Supplied passage:
□ □ □ □

Materials and Methods

Strains

We used a previously constructed collection of single yeast open reading frames (ORFs), each with the same inducible promoter P followed by the same tandem affinity tag (His6, HA epitope, protease 3C site, ZZ domain, 19 kDa) cloned into a multicopy plasmid (Gelperin et al. 2005). Plasmids were hosted by the haploid yeast strain Y258. Most of the cloned genes had been tested for errors; only approximately 3% of them were likely to have an undetected mutation (Gelperin et al. 2005).

Fitness Assays

The overexpression strains were inoculated directly from plates shipped by the distributor (Open Biosystems) into 200 μl of SC with glucose but lacking uracil to stabilize the plasmid. To stimulate overexpression, we used synthetic complete (SC) with raffinose as a source of carbon and galactose as an inducer, according to a protocol described in the original study that led to moderate overexpression. We then transferred 10 μl aliquots of each culture into 190 μl of fresh glucose medium and incubated for 48 h. From these cultures, 10-μl aliquots were transferred to 135 μl of SC with raffinose for another 48 h. The raffinose cultures were diluted ten times and the optical densities (ODs) measured. These cell suspensions were diluted again at 1:50 in SC with raffinose and galactose (2% each). In this growth/induction medium, the cultures were allowed to grow for 20 h, at which point their ODs were determined. The ratio of the two OD measurements, which were corrected for the dilution factor, served to calculate the number of cell doublings for each culture. All growth assays were carried out at 30 °C.

□ □ □ □

Referring expression pointing data:
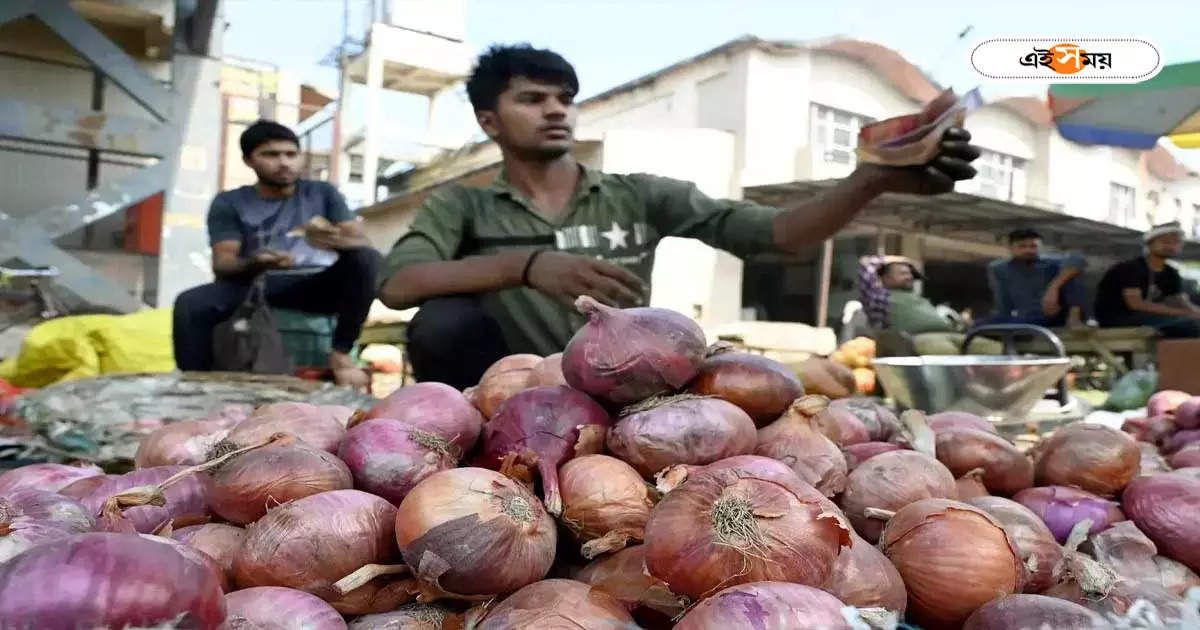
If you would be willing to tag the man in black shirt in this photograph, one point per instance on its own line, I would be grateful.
(1147, 292)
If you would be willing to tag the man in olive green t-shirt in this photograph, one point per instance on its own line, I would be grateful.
(495, 270)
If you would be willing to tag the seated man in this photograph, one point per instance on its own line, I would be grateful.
(1147, 291)
(322, 267)
(495, 270)
(1030, 288)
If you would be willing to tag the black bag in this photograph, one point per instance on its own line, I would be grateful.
(249, 341)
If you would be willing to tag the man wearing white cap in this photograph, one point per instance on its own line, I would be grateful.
(1147, 291)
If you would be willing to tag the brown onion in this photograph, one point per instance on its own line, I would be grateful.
(761, 387)
(1006, 471)
(865, 579)
(1038, 550)
(676, 430)
(1013, 612)
(953, 557)
(1091, 457)
(889, 481)
(731, 527)
(796, 441)
(605, 503)
(474, 532)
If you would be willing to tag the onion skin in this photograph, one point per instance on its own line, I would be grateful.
(285, 609)
(889, 481)
(1091, 457)
(731, 527)
(1006, 471)
(1013, 612)
(605, 503)
(311, 543)
(682, 431)
(1167, 509)
(474, 532)
(760, 387)
(241, 490)
(796, 441)
(389, 457)
(30, 517)
(103, 580)
(1060, 508)
(953, 557)
(1032, 538)
(45, 477)
(432, 407)
(766, 606)
(623, 357)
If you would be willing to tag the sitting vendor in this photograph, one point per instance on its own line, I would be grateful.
(300, 234)
(495, 270)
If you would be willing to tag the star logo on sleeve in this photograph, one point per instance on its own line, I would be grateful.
(616, 237)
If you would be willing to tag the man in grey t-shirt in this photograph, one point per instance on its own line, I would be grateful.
(300, 234)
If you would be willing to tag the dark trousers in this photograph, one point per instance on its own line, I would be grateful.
(453, 340)
(345, 289)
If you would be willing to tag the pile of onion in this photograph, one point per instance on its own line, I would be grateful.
(389, 457)
(796, 441)
(681, 430)
(953, 557)
(431, 407)
(103, 580)
(623, 357)
(1091, 457)
(760, 387)
(544, 427)
(474, 533)
(889, 481)
(605, 503)
(729, 527)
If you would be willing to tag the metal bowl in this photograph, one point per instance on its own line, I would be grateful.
(1002, 389)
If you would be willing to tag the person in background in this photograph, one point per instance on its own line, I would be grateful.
(1030, 288)
(300, 234)
(495, 270)
(1147, 291)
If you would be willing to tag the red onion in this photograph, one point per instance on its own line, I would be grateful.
(544, 427)
(105, 580)
(282, 609)
(389, 457)
(30, 517)
(1061, 508)
(1091, 457)
(732, 527)
(1035, 543)
(472, 532)
(865, 579)
(953, 557)
(311, 543)
(760, 387)
(557, 604)
(796, 441)
(681, 430)
(1006, 471)
(766, 606)
(1167, 508)
(605, 503)
(1013, 612)
(431, 407)
(309, 423)
(45, 477)
(623, 357)
(889, 481)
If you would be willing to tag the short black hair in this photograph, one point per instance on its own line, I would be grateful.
(1023, 234)
(499, 64)
(263, 132)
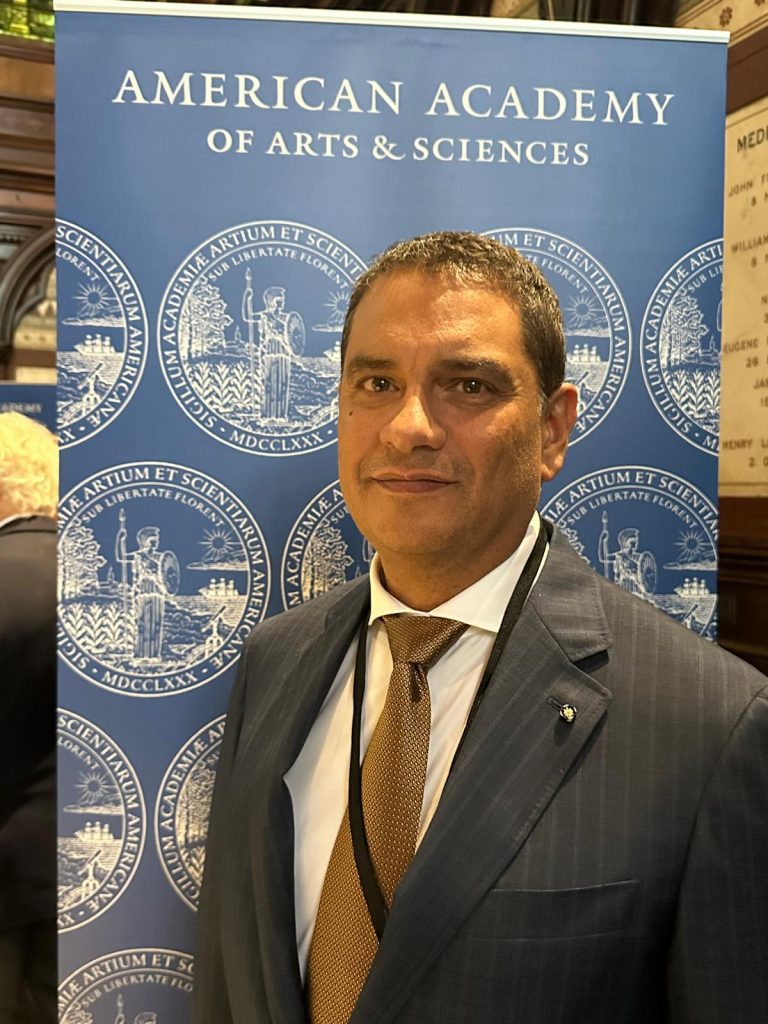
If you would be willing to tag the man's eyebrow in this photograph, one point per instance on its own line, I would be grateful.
(475, 366)
(360, 363)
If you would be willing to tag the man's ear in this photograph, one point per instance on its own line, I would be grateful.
(558, 418)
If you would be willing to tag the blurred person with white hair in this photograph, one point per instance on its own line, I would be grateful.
(29, 483)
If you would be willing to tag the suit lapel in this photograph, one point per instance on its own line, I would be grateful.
(515, 757)
(283, 733)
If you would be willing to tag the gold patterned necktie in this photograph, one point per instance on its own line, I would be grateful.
(394, 770)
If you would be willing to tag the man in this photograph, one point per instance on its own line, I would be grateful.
(29, 479)
(590, 779)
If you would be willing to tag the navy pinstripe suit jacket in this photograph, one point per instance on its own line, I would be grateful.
(610, 870)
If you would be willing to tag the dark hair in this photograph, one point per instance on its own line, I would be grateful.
(476, 259)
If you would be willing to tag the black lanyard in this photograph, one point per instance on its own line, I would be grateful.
(376, 904)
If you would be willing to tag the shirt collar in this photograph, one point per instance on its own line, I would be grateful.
(17, 517)
(481, 605)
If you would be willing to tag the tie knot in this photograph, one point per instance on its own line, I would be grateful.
(421, 639)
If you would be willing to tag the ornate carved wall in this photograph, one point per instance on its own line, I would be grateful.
(27, 208)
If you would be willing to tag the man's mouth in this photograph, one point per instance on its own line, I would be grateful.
(413, 482)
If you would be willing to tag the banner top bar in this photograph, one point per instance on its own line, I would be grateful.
(373, 17)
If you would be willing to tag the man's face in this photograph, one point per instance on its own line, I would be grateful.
(442, 445)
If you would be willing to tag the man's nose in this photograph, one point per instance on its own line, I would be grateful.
(413, 425)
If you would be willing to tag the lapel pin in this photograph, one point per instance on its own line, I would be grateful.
(566, 712)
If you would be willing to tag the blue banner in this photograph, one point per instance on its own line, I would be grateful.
(223, 175)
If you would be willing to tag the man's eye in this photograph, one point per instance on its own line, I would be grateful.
(471, 386)
(377, 384)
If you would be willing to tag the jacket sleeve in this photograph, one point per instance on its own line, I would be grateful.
(718, 967)
(210, 998)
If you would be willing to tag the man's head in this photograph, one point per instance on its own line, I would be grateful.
(29, 467)
(444, 436)
(467, 259)
(274, 297)
(148, 537)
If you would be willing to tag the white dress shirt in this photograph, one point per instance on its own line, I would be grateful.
(318, 778)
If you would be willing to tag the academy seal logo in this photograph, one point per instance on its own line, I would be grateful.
(163, 573)
(147, 985)
(681, 345)
(651, 532)
(101, 821)
(101, 337)
(595, 317)
(324, 549)
(182, 809)
(250, 335)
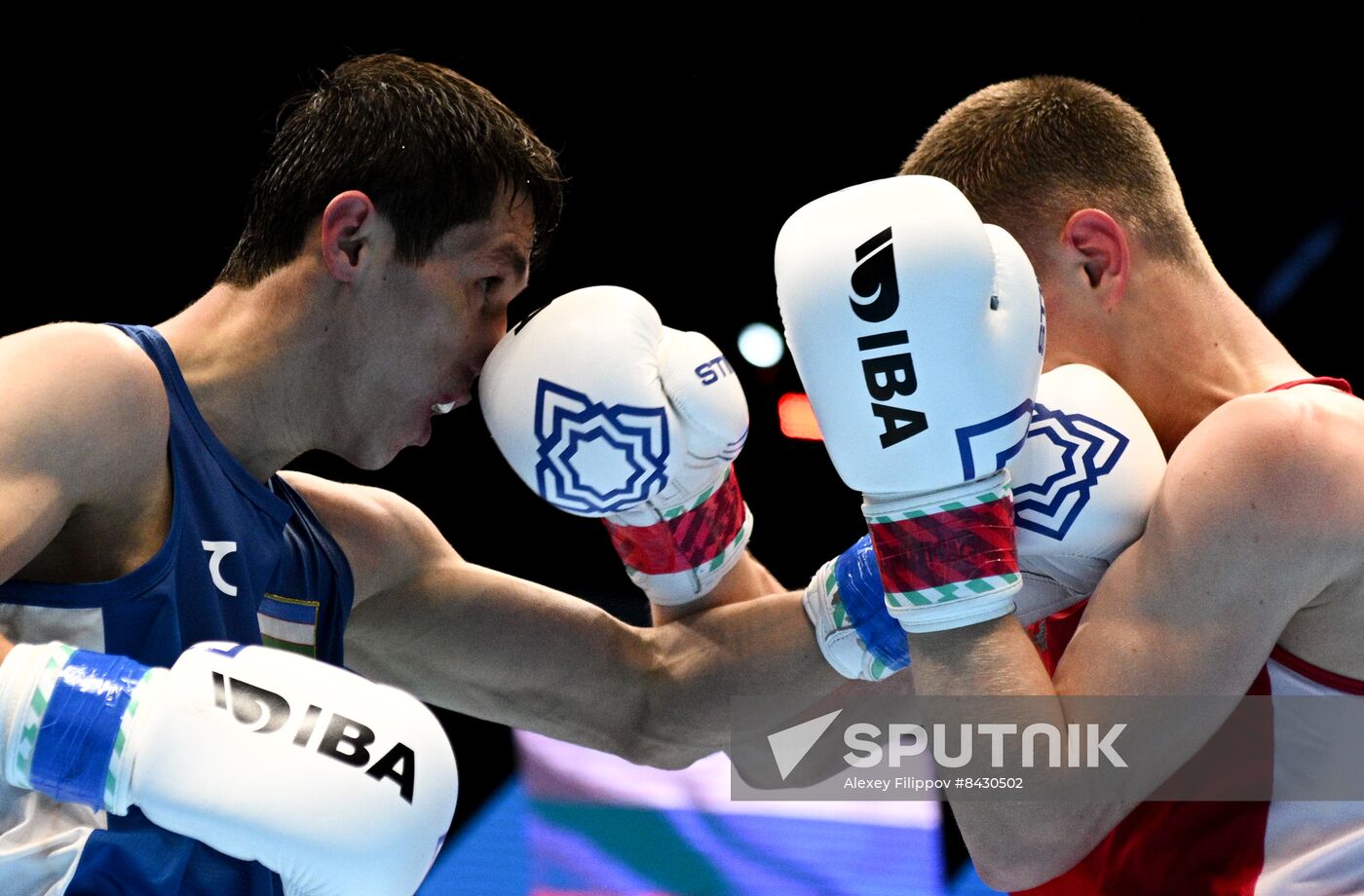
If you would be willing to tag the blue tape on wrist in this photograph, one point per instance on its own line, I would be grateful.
(79, 726)
(863, 599)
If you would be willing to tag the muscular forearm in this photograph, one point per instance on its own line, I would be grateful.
(754, 648)
(747, 579)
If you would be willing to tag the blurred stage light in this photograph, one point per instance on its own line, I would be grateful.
(761, 345)
(797, 418)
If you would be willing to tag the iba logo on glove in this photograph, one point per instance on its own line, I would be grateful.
(887, 377)
(344, 739)
(593, 459)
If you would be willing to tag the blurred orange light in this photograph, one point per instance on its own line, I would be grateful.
(797, 418)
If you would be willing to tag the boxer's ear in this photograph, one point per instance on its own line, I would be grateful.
(1098, 245)
(350, 227)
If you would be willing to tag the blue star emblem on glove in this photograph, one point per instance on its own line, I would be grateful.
(593, 459)
(1083, 452)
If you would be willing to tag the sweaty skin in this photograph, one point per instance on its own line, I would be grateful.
(1254, 541)
(360, 384)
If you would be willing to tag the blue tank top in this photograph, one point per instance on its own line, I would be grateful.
(243, 562)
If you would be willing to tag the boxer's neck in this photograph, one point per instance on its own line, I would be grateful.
(1190, 345)
(252, 360)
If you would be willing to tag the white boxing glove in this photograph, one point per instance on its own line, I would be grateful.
(1083, 484)
(918, 336)
(341, 786)
(606, 412)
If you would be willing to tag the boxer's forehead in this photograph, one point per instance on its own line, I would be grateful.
(504, 239)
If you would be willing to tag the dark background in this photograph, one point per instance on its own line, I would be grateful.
(685, 160)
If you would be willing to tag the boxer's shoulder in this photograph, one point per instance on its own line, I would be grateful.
(89, 402)
(1281, 468)
(384, 537)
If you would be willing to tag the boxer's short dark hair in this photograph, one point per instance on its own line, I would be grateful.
(430, 147)
(1029, 153)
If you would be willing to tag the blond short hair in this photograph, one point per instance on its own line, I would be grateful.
(1029, 153)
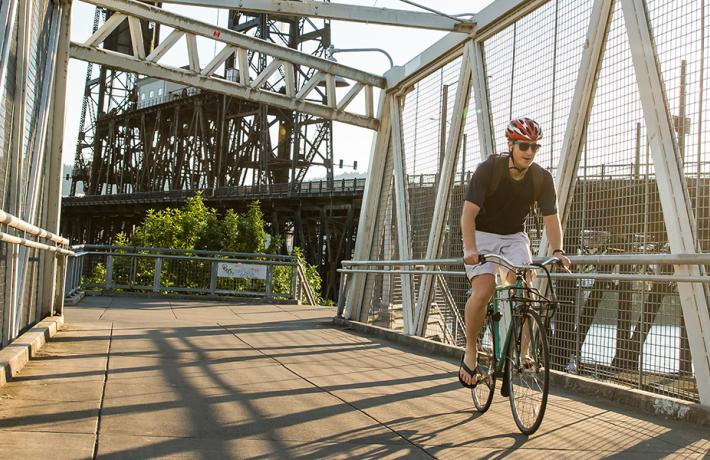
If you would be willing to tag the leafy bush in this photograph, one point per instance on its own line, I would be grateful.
(194, 226)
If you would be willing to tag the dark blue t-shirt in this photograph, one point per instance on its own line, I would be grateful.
(505, 210)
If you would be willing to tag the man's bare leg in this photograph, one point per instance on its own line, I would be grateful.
(482, 287)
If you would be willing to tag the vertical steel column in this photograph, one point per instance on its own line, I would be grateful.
(8, 12)
(445, 185)
(366, 233)
(576, 127)
(52, 274)
(484, 117)
(675, 200)
(402, 207)
(16, 256)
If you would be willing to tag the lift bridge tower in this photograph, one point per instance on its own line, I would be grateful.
(139, 135)
(146, 135)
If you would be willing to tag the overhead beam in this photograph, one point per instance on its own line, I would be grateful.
(190, 78)
(339, 12)
(489, 21)
(191, 26)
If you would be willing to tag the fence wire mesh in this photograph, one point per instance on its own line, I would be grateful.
(630, 332)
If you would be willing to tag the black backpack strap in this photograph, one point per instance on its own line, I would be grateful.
(499, 168)
(537, 178)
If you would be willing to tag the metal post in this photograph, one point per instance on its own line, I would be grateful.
(269, 282)
(366, 234)
(294, 284)
(484, 117)
(341, 296)
(213, 277)
(445, 184)
(53, 299)
(108, 283)
(156, 274)
(402, 209)
(675, 200)
(61, 273)
(576, 132)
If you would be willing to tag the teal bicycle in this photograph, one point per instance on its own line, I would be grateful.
(513, 344)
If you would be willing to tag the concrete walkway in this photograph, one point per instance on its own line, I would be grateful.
(138, 378)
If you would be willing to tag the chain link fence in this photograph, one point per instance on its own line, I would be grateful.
(628, 330)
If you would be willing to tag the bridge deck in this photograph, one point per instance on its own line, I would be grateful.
(203, 379)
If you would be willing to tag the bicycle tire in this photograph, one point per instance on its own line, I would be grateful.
(482, 395)
(529, 378)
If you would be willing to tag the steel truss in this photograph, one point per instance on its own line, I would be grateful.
(234, 142)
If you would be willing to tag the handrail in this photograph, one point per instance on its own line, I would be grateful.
(702, 258)
(19, 224)
(34, 244)
(179, 257)
(110, 248)
(580, 276)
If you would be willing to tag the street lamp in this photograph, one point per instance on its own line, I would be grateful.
(340, 82)
(332, 50)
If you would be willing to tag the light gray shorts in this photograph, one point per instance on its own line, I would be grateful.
(515, 247)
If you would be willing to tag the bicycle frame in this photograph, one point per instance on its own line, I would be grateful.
(501, 343)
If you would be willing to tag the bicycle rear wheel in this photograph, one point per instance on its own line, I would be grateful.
(528, 372)
(483, 393)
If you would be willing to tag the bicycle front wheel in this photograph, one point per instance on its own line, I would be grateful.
(483, 393)
(528, 372)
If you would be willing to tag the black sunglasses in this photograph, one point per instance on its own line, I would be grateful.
(524, 146)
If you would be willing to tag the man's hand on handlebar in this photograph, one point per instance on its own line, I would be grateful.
(471, 257)
(564, 261)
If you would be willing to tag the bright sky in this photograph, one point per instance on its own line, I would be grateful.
(349, 142)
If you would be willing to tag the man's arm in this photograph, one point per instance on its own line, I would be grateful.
(554, 236)
(468, 232)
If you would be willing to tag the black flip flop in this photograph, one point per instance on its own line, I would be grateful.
(473, 374)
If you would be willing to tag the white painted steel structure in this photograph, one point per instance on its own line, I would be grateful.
(388, 185)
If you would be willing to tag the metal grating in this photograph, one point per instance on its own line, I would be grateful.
(629, 332)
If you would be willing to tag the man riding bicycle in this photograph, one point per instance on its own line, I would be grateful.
(497, 203)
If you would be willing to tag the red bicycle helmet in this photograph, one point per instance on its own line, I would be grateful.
(523, 129)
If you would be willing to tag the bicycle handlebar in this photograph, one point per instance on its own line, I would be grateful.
(482, 258)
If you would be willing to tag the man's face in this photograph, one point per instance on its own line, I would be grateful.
(523, 152)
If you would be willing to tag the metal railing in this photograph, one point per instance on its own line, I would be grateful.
(40, 258)
(620, 319)
(192, 272)
(242, 192)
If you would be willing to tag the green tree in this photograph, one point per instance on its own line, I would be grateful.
(194, 226)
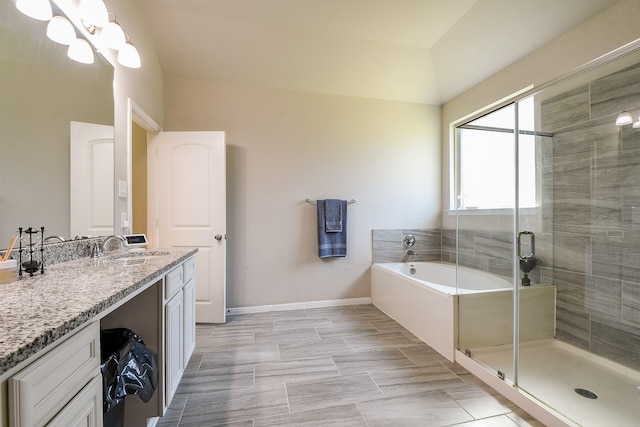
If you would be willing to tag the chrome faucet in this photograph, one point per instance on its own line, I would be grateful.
(105, 243)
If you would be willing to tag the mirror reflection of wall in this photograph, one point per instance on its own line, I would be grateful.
(139, 179)
(41, 92)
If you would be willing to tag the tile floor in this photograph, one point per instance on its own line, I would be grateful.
(337, 366)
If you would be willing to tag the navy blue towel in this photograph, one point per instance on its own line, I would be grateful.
(333, 243)
(332, 216)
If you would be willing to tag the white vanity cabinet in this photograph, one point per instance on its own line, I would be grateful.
(61, 388)
(179, 324)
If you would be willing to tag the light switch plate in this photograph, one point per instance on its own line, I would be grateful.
(122, 188)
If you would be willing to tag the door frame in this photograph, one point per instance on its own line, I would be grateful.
(135, 114)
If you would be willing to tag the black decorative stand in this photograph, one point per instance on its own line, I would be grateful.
(30, 238)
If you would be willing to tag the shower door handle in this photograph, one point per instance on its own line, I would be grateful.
(533, 245)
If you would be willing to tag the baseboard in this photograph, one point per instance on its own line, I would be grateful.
(298, 305)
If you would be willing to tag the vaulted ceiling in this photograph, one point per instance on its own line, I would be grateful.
(424, 51)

□ □ □ □

Parts of the exercise:
1/ Answer these questions using the materials and methods text, one answer per line:
(a) Which haploid yeast strain hosted the plasmids?
(b) About what share of the cloned genes were likely to have an undetected mutation?
(c) At what temperature were all growth assays carried out?
2/ From the materials and methods text, extract the part that opens with the words containing "Materials and Methods" and closes with "mutation (Gelperin et al. 2005).".

Solved tasks:
1/
(a) Y258
(b) Approximately 3%
(c) 30 °C

2/
Materials and Methods

Strains

We used a previously constructed collection of single yeast open reading frames (ORFs), each with the same inducible promoter P followed by the same tandem affinity tag (His6, HA epitope, protease 3C site, ZZ domain, 19 kDa) cloned into a multicopy plasmid (Gelperin et al. 2005). Plasmids were hosted by the haploid yeast strain Y258. Most of the cloned genes had been tested for errors; only approximately 3% of them were likely to have an undetected mutation (Gelperin et al. 2005).